::: DATA SHOWN :::

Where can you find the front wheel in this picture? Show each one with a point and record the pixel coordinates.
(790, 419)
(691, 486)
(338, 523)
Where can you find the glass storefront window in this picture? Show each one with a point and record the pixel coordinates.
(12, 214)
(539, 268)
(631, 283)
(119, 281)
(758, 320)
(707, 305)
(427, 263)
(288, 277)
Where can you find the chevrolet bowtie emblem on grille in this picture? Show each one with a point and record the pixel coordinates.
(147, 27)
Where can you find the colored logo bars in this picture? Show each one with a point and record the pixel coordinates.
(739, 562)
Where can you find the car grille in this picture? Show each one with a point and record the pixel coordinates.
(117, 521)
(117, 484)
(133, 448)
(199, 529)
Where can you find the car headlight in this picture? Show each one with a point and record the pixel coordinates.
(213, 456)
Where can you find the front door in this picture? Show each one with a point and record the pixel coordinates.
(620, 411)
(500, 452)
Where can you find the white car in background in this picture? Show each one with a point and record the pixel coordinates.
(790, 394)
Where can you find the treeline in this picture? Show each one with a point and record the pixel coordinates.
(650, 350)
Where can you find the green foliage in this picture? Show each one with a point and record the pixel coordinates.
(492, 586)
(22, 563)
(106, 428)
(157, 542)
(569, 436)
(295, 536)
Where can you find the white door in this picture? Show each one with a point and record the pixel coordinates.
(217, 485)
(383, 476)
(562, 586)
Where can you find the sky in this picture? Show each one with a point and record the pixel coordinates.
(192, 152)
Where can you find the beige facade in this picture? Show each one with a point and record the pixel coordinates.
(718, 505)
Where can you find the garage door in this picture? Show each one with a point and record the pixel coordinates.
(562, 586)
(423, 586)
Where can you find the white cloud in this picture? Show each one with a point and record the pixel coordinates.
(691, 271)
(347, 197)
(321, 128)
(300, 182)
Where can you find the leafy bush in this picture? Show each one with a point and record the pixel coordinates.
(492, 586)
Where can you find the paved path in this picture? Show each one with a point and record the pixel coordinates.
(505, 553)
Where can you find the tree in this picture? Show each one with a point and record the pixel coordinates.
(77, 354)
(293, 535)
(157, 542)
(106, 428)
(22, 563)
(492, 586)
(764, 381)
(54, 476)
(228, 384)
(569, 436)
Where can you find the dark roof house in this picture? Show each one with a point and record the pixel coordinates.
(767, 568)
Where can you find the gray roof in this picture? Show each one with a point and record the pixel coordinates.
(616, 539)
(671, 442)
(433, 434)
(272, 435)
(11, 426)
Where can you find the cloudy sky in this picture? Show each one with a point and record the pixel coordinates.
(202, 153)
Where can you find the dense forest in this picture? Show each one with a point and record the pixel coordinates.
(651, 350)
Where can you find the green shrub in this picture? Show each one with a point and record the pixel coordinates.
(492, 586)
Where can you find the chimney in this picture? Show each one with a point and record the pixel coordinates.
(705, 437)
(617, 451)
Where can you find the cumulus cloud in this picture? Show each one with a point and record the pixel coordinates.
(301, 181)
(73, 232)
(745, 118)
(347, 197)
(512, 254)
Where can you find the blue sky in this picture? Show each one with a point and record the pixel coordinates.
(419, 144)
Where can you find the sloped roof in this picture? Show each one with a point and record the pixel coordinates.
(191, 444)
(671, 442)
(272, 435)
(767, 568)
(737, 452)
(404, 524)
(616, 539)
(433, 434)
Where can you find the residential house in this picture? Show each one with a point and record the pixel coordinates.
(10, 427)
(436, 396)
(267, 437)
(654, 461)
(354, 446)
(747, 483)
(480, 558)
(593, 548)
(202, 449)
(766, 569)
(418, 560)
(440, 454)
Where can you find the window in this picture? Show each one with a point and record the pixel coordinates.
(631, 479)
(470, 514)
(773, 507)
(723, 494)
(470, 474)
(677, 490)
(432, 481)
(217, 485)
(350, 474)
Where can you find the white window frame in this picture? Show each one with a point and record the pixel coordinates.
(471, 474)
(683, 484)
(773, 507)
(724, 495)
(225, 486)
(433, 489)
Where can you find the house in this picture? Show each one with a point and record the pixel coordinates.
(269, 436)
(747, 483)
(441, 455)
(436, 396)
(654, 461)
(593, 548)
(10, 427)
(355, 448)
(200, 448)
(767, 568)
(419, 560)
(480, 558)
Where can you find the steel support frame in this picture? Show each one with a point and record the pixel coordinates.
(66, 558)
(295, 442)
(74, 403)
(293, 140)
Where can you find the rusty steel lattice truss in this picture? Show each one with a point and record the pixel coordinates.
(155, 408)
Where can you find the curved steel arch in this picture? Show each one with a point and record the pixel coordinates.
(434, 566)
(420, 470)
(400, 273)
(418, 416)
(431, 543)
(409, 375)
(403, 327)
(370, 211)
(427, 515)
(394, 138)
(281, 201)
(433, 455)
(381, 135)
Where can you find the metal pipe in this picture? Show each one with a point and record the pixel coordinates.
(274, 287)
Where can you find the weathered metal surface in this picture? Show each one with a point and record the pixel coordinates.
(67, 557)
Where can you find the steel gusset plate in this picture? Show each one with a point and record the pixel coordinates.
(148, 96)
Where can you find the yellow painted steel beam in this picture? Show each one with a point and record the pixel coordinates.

:::

__BRIEF__
Every line from the one containing "Where can you find the residential" through the end of the entries above must be echoed exactly, with both ends kept.

__FINAL RESULT__
Where can you find the residential house in this picture? Show each one with a point and record the pixel coordinates.
(10, 427)
(436, 396)
(267, 437)
(654, 461)
(354, 446)
(747, 483)
(480, 558)
(593, 548)
(202, 449)
(766, 569)
(418, 560)
(440, 454)
Where can you find the window in this picture? Show each one with a point and record the pixel coordinates.
(631, 479)
(470, 514)
(773, 507)
(723, 494)
(470, 474)
(677, 490)
(432, 481)
(217, 485)
(350, 474)
Where can you find the white window frame in this picture? Show each one with a point and record the pixel coordinates.
(471, 474)
(683, 484)
(773, 507)
(724, 495)
(225, 486)
(433, 489)
Where can you find the house in this picture? Show each one with a point and record the pixel coordinates.
(269, 436)
(747, 483)
(441, 455)
(436, 396)
(654, 461)
(593, 548)
(10, 427)
(355, 448)
(200, 448)
(767, 568)
(419, 560)
(480, 558)
Where can you find the steel support frame in this picture? Show each one with a point and record the pixel coordinates.
(66, 558)
(295, 442)
(74, 403)
(293, 140)
Where can you find the rusty steel lattice truss in this picture? Show each one with a point and record the pixel coordinates.
(155, 408)
Where can you find the curved steel arch in this picture? Show each one with a point and record the pixel coordinates.
(434, 566)
(420, 470)
(400, 273)
(418, 416)
(431, 543)
(409, 375)
(403, 327)
(370, 211)
(427, 515)
(394, 138)
(281, 201)
(433, 455)
(381, 135)
Where can you find the metal pipe in this picture? Show each one with a point and record the pixel coordinates.
(274, 287)
Where can you find the weathered metal surface in this picture? Show each one with a point and record the pixel coordinates.
(67, 557)
Where can you find the steel gusset plate in this picture? Show each one with a point and record the pixel coordinates.
(148, 96)
Where can you find the yellow painted steel beam in this picture? Show each one with a point and record the pixel coordinates.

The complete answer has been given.